- Cover art for Shadowpact #20 by Mario Alberti.

Publication information
- Publisher: DC Comics
- First appearance: Fury of Firestorm #24 (June 1984)
- Created by: Dan Mishkin (character) Gary Cohn (character and visual) Paris Cullins (belt design)

In-story information
- Full name: Daniel Patrick Cassidy
- Species: Metahuman
- Team affiliations: Shadowpact Justice Society of America Sentinels of Magic Justice League Dark Justice League
- Abilities: Superhuman strength, durability, agility, and senses; Enhanced vision and hearing; Master martial artist and hand-to-hand combatant; Expert acrobat; Nigh-invulnerability; Healing factor; Utilizes the Trident of Lucifer; Can find demons on Earth and banish them to Hell;
- Blue Devil #1 (June 1984), cover art by Paris Cullins.

Publication information
- Publisher: DC Comics
- Schedule: monthly
- Format: Ongoing series
- Genre: Superhero;
- Publication date: June 1984 – Dec. 1986
- No. of issues: 31 issues & 1 annual
- Main character: Daniel Cassidy

= Blue Devil (DC Comics) =

DC Comics superhero

Blue Devil (Daniel Patrick Cassidy) is a superhero appearing in American comic books published by DC Comics. He first appeared in a preview insert published in Fury of Firestorm #24 (June 1984), followed by Blue Devil #1, also cover dated June 1984. He was created by Dan Mishkin, Gary Cohn, and Paris Cullins. The Blue Devil comic book ran for 31 issues and one annual. Blue Devil later appeared as a regular character in Shadowpact, which ran for 25 issues.

Dan Cassidy was working as a stuntman and special effects specialist in Hollywood when he became permanently bonded to an exoskeleton suit created for a film. This unnatural fusion of magic and technology caused him to experience unusual events and draw the attention of otherworldly beings. Horrified at the prospect of being stuck in the suit, Cassidy sought ways to separate himself from it, becoming a reluctant superhero along the way. Cassidy was eventually transformed into an actual demon after making a deal with the demon Neron. Regretting the deal, Blue Devil decided to fight occult evil, often alongside the other members of Shadowpact.

Cassidy's original trident was a mechanical device that he designed himself, but, after being turned into an actual demon, he acquired the magical "Trident of Lucifer" to help combat demons.

Blue Devil has appeared in the animated series Justice League Unlimited and Young Justice as well as the live-action DC Universe series Swamp Thing, in which he was portrayed by Ian Ziering.

==Concept and creation==
Gary Cohn recounted how he and writing partner Dan Mishkin created Blue Devil: Our editor for a number of things we were doing was a guy named Dave Manak. At this point, Dan [Mishkin] was living in Michigan and I was in New York. I was the point guy who went to the DC office once a week and schmoozed the editors. One day Manak says, "Ditko's been hanging around the office and he really wants something to do. Do you think you and Dan can come up for something for him?" I went home and I called Dan and told him about this, and we were both very excited. Ditko was the guy who created Spider-Man and Dr. Strange, and we were gaga for Ditko! ... We decided to do something that takes something from every Marvel character we ever loved. Let's take Iron Man, the guy in the costume; the Thing, the tragedy of the guy stuck in a shape he didn't want; and a light-hearted, bouncy approach and a character who was going to move like Spider-Man. ... And we wanted something like the Green Goblin. How about Blue Devil? We called him that because Dan's wife is from North Carolina and he was a Blue Devils fan. Then we started creating Blue Devil and thinking, "Ditko is going to love this!" We created this great proposal, and it was everything that we knew was going to set Ditko's light on high beam. We took it in to Manak and he gave it to Ditko. Ditko looked at it and said, "I'll do it if I have to, but this is really not my kind of stuff at all".

## Task 1
Name the television series in which, according to the Blue Devil article, the character has appeared.
The Blue Devil article has no connection to the rows that come after it.

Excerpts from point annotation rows
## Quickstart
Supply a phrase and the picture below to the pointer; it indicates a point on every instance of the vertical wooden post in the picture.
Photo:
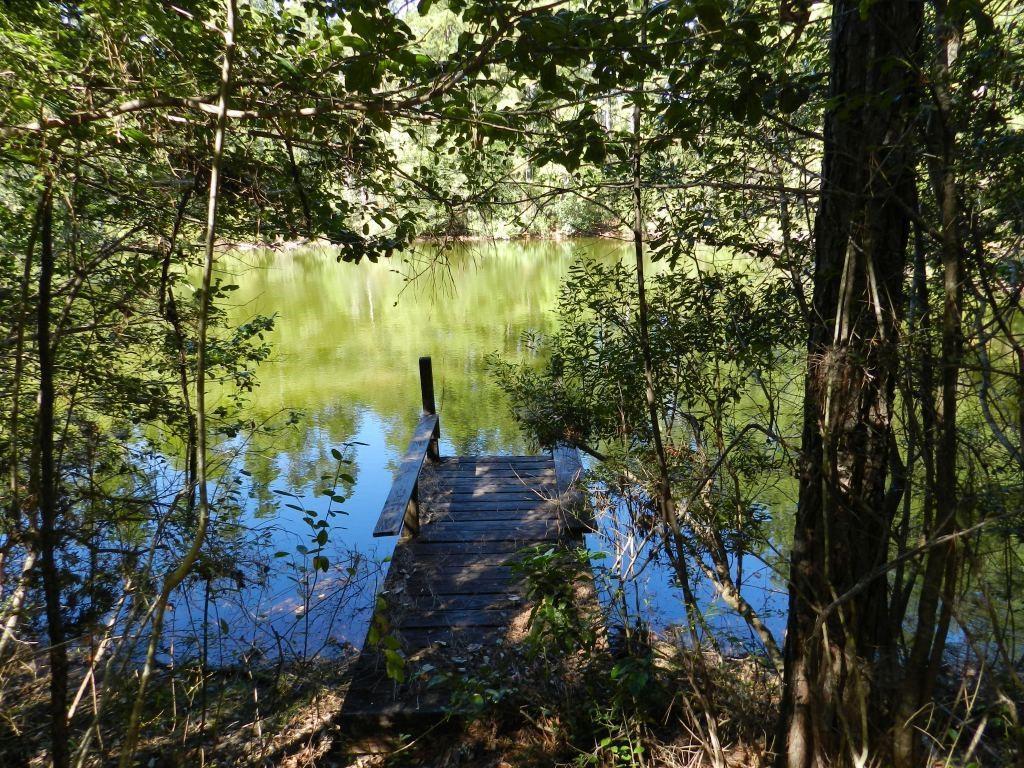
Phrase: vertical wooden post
(427, 390)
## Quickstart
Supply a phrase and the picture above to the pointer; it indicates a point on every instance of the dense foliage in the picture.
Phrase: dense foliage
(842, 194)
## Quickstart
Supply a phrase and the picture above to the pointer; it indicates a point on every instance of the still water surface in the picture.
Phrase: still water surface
(346, 343)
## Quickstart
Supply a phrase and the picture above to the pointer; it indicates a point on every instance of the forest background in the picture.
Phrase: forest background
(861, 164)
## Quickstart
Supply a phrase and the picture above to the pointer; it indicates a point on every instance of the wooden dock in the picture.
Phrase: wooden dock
(450, 595)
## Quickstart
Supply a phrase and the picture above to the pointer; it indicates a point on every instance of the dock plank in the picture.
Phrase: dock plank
(451, 587)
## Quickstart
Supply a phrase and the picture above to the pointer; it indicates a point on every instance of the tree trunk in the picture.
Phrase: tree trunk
(942, 563)
(834, 707)
(46, 491)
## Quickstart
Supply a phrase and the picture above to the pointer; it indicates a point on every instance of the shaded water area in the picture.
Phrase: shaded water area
(342, 381)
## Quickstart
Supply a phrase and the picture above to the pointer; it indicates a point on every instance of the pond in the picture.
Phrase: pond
(343, 381)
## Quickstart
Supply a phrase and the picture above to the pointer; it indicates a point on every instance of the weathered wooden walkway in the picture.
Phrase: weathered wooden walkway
(450, 595)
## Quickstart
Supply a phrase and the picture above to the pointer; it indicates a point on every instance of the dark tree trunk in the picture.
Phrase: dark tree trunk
(46, 489)
(836, 685)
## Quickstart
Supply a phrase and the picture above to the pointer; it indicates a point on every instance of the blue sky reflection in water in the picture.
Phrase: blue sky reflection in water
(346, 344)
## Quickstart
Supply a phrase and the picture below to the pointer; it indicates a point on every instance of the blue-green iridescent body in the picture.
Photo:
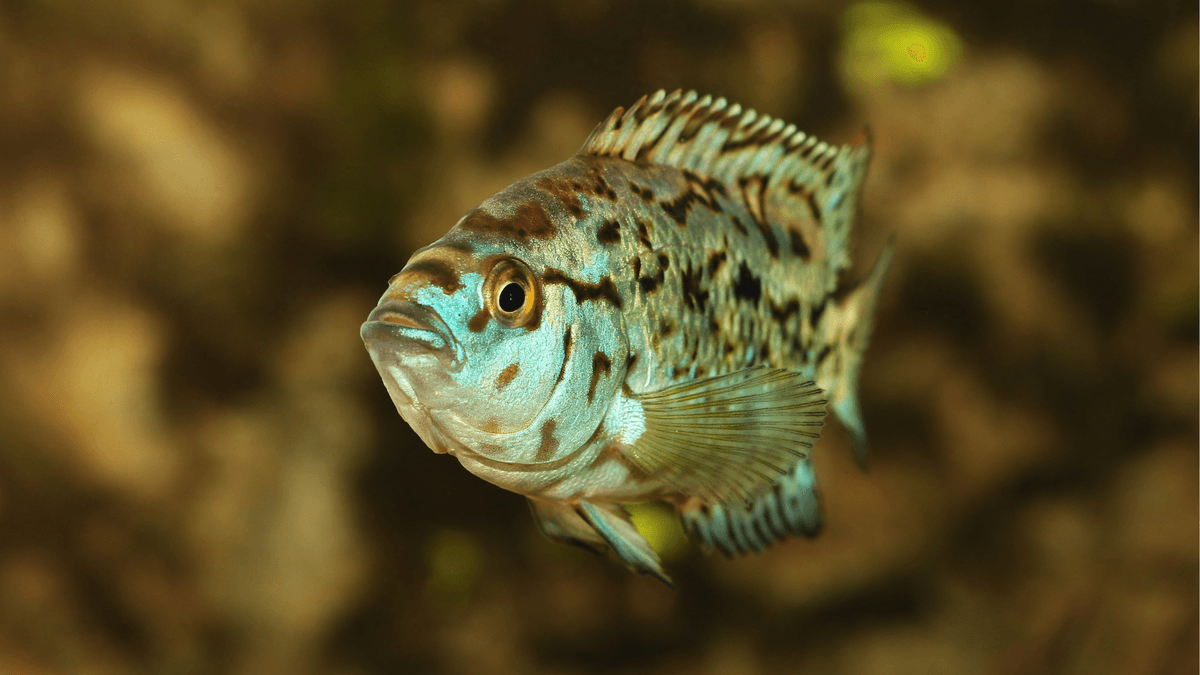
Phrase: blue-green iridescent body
(678, 333)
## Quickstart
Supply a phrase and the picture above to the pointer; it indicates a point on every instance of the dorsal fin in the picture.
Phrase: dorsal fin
(711, 137)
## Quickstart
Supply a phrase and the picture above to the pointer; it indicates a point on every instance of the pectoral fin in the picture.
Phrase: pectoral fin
(729, 437)
(612, 523)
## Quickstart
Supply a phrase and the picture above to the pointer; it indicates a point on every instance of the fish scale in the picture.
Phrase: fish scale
(669, 328)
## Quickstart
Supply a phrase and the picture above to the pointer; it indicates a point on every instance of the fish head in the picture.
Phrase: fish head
(486, 344)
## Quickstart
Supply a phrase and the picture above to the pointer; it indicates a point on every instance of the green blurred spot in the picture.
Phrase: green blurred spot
(456, 563)
(894, 42)
(658, 523)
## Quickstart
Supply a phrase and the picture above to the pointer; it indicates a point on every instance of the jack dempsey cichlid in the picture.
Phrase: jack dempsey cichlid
(658, 317)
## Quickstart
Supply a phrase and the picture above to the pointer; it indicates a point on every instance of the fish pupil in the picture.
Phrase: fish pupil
(511, 297)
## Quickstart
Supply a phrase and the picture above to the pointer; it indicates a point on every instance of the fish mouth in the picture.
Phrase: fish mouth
(411, 329)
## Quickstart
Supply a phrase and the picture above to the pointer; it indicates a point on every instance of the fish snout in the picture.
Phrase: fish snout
(407, 328)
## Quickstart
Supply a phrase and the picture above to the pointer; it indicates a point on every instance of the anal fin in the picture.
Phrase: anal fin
(789, 507)
(612, 523)
(731, 436)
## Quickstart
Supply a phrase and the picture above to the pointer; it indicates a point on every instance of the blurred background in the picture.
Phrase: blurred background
(201, 471)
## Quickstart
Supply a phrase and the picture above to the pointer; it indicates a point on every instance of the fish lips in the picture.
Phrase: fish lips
(405, 328)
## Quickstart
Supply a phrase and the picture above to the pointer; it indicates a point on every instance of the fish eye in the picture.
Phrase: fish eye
(513, 294)
(511, 297)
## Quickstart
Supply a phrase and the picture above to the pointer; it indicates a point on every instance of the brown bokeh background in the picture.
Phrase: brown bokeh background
(202, 473)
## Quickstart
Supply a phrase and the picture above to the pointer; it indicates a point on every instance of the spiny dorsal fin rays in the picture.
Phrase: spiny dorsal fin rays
(714, 138)
(729, 436)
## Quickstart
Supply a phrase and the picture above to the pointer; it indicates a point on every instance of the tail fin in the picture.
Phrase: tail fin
(847, 330)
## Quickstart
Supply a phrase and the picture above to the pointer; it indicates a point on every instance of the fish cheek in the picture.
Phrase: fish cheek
(513, 376)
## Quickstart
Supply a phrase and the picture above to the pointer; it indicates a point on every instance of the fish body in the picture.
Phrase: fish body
(658, 317)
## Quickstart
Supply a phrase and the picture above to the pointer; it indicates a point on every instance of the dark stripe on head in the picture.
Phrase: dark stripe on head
(549, 442)
(531, 221)
(507, 376)
(604, 290)
(479, 322)
(438, 273)
(567, 354)
(799, 248)
(600, 362)
(609, 232)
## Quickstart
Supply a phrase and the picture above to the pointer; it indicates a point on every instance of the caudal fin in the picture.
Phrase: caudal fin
(847, 330)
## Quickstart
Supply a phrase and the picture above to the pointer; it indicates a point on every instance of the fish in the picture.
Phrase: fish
(660, 317)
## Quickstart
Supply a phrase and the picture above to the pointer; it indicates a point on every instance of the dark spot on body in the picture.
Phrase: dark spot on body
(695, 296)
(815, 314)
(781, 315)
(609, 232)
(813, 207)
(768, 237)
(549, 442)
(507, 376)
(823, 354)
(479, 322)
(799, 248)
(600, 362)
(643, 236)
(748, 286)
(714, 263)
(646, 193)
(567, 193)
(604, 290)
(438, 273)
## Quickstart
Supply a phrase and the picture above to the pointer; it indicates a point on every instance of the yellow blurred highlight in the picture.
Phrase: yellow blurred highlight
(455, 562)
(659, 524)
(894, 42)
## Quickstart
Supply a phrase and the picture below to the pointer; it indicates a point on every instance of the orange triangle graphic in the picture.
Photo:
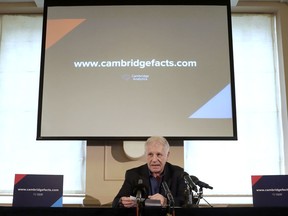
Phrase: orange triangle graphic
(255, 179)
(19, 177)
(58, 28)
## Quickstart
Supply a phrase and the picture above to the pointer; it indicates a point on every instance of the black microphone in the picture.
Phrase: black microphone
(140, 191)
(200, 183)
(168, 193)
(190, 182)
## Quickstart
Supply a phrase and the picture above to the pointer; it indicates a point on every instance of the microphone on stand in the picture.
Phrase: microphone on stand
(190, 182)
(200, 183)
(168, 193)
(140, 191)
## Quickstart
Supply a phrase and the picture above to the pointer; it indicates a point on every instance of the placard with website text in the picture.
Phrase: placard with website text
(270, 190)
(38, 190)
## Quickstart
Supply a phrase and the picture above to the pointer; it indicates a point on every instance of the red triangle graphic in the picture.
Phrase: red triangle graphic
(58, 28)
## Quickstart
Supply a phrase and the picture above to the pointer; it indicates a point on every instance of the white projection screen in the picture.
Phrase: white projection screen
(134, 69)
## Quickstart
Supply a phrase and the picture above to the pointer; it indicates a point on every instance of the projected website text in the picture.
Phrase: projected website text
(134, 63)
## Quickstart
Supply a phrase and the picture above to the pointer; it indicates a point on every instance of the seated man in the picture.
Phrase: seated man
(152, 174)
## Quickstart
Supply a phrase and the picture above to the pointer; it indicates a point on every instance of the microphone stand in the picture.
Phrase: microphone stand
(200, 196)
(170, 212)
(189, 198)
(139, 207)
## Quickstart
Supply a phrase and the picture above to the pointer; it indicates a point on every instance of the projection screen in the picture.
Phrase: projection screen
(132, 70)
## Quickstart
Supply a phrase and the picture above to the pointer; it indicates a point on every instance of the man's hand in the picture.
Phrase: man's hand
(158, 196)
(128, 202)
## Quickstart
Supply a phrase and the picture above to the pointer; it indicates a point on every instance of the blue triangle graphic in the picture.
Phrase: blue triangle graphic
(218, 107)
(58, 203)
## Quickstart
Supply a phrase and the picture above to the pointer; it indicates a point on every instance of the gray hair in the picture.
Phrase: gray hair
(158, 139)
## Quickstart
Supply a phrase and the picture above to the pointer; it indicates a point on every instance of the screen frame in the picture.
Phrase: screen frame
(55, 3)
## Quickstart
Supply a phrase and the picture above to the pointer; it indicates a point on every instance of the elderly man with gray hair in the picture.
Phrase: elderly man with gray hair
(152, 176)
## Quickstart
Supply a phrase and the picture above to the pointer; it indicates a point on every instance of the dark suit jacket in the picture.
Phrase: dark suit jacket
(173, 175)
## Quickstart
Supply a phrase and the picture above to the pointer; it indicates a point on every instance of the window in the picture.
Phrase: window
(20, 47)
(228, 165)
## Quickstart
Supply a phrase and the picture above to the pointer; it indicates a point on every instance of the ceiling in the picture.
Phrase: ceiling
(40, 3)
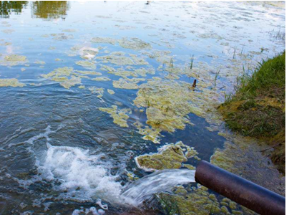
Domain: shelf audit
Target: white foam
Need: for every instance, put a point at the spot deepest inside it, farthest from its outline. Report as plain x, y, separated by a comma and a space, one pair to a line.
83, 175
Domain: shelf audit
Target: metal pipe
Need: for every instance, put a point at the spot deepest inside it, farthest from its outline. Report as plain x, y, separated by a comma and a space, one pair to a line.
242, 191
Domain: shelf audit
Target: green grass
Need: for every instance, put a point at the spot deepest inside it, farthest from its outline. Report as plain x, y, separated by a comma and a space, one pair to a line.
267, 79
257, 108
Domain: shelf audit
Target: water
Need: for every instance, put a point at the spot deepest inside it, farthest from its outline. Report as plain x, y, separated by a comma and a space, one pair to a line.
157, 182
59, 153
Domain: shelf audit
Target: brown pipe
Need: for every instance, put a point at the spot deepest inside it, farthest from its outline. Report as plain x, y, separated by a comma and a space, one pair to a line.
243, 192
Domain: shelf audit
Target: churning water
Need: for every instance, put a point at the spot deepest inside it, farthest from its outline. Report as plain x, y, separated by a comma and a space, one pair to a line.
160, 181
85, 85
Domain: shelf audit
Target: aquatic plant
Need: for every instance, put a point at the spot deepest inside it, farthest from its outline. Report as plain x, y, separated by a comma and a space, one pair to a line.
127, 83
134, 43
120, 116
97, 90
168, 157
11, 82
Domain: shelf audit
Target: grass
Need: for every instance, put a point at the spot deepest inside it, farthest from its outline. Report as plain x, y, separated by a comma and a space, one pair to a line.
257, 108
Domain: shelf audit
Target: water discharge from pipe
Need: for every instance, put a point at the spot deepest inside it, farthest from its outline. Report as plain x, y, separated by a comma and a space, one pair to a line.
160, 181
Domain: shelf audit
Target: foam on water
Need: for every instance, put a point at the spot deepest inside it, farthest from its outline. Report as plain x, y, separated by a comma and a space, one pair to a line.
83, 175
86, 177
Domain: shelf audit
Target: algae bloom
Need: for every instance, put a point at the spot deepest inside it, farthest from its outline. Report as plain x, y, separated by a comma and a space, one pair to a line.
168, 104
169, 156
11, 82
120, 116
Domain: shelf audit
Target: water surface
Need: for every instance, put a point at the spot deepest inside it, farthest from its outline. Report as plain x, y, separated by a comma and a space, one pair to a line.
59, 151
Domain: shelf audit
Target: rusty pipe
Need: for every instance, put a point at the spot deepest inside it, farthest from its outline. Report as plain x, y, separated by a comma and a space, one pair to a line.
240, 190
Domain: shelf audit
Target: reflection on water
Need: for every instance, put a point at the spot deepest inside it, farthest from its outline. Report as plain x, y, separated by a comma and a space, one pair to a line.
50, 9
8, 7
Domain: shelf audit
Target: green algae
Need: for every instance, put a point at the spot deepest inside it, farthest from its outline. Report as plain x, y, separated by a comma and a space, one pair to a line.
111, 91
66, 76
62, 36
125, 73
70, 82
119, 58
148, 133
127, 83
13, 60
120, 116
167, 102
5, 44
98, 91
86, 64
108, 68
88, 72
11, 82
8, 31
103, 40
40, 62
87, 53
160, 56
116, 58
101, 79
169, 156
197, 201
134, 43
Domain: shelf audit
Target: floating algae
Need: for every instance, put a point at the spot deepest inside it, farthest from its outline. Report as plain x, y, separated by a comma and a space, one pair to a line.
169, 156
108, 68
101, 79
196, 201
103, 40
111, 92
86, 64
71, 82
167, 102
134, 43
116, 58
138, 60
88, 52
62, 36
88, 72
98, 91
148, 133
11, 82
127, 83
160, 56
134, 73
13, 60
8, 31
40, 62
5, 44
120, 116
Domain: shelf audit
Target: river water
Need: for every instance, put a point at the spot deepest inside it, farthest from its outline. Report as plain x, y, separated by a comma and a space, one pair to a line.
87, 87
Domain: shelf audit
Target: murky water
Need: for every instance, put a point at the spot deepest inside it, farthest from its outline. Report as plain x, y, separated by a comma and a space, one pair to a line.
87, 87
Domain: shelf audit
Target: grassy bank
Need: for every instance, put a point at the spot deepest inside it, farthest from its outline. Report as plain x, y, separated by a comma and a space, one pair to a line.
257, 108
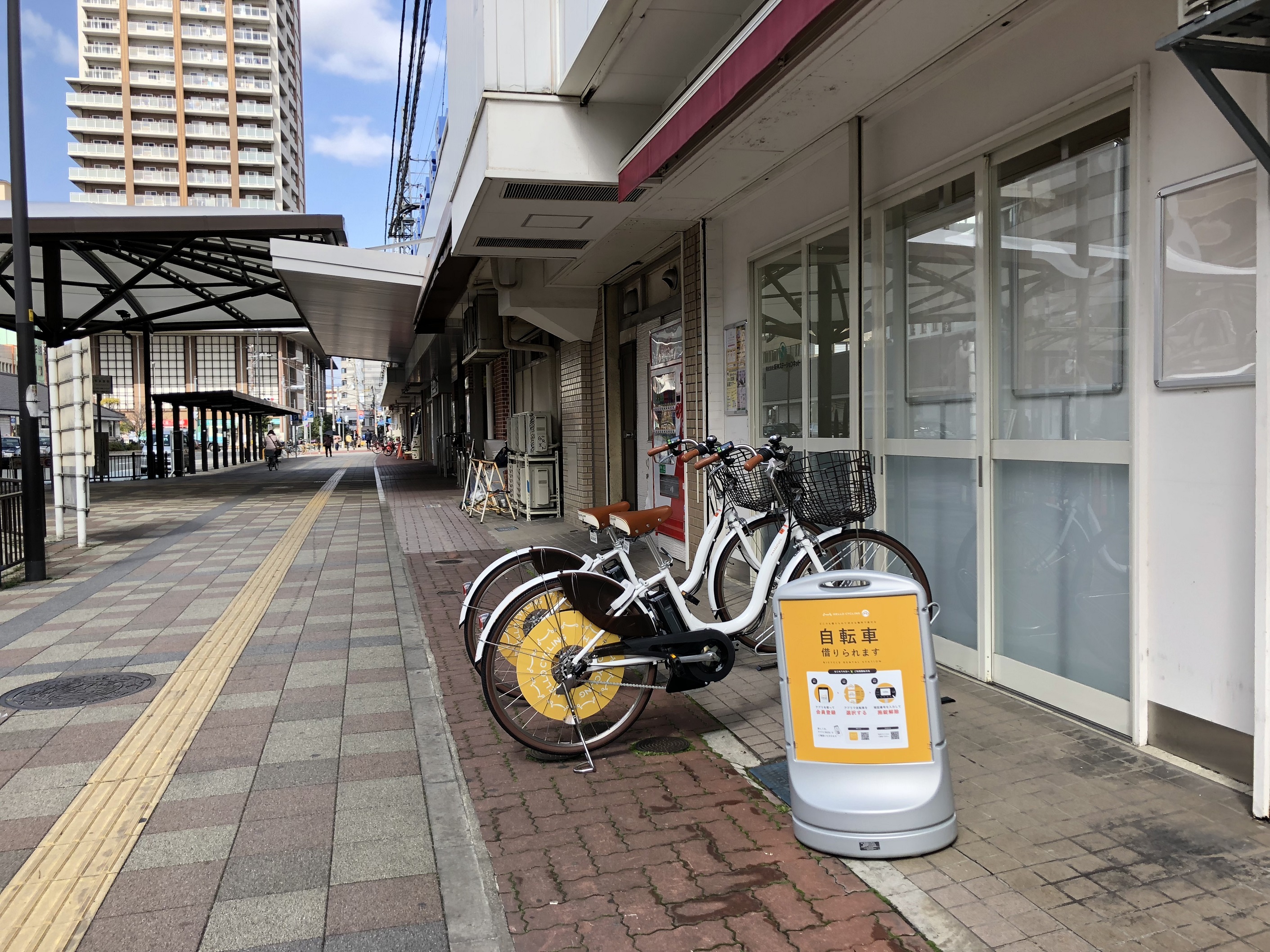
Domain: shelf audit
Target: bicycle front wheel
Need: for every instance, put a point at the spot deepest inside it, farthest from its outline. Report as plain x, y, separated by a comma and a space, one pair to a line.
529, 688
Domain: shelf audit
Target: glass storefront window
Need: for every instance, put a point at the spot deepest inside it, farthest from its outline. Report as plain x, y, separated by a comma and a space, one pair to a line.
1209, 283
1062, 555
830, 335
780, 346
1064, 250
931, 315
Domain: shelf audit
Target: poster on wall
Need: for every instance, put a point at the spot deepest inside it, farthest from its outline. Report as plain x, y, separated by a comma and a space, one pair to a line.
736, 402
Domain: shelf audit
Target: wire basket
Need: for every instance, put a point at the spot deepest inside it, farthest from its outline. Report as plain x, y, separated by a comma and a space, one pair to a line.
835, 488
747, 490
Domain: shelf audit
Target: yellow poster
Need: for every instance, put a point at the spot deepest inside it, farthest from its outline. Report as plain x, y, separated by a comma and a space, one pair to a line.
857, 681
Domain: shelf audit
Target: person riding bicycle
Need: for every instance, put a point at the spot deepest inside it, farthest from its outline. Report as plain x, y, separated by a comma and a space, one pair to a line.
272, 447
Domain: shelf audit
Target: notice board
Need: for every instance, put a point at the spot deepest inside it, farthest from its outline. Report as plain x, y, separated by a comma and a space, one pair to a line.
857, 679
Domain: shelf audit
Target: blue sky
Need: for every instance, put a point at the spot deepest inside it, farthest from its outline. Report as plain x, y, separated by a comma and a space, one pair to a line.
350, 65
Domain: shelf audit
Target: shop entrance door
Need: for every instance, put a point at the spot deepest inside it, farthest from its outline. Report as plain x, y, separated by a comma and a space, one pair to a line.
666, 395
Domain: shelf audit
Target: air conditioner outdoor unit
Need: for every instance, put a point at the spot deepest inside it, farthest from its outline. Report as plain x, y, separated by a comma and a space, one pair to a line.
1190, 10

## Task 2
List each line of the rows that contains the string "text".

## Task response 1
Justice League Unlimited, Young Justice, Swamp Thing

## Task response 2
Supply a phrase and the picture above to the pointer; it indicates a point on every instance of the placard with website text in the picture.
Phrase: placard with website text
Supply a phrase and the picture above to the pointer; it indicates a point on every instance of the projected website text in the picture.
Phrase: projected website text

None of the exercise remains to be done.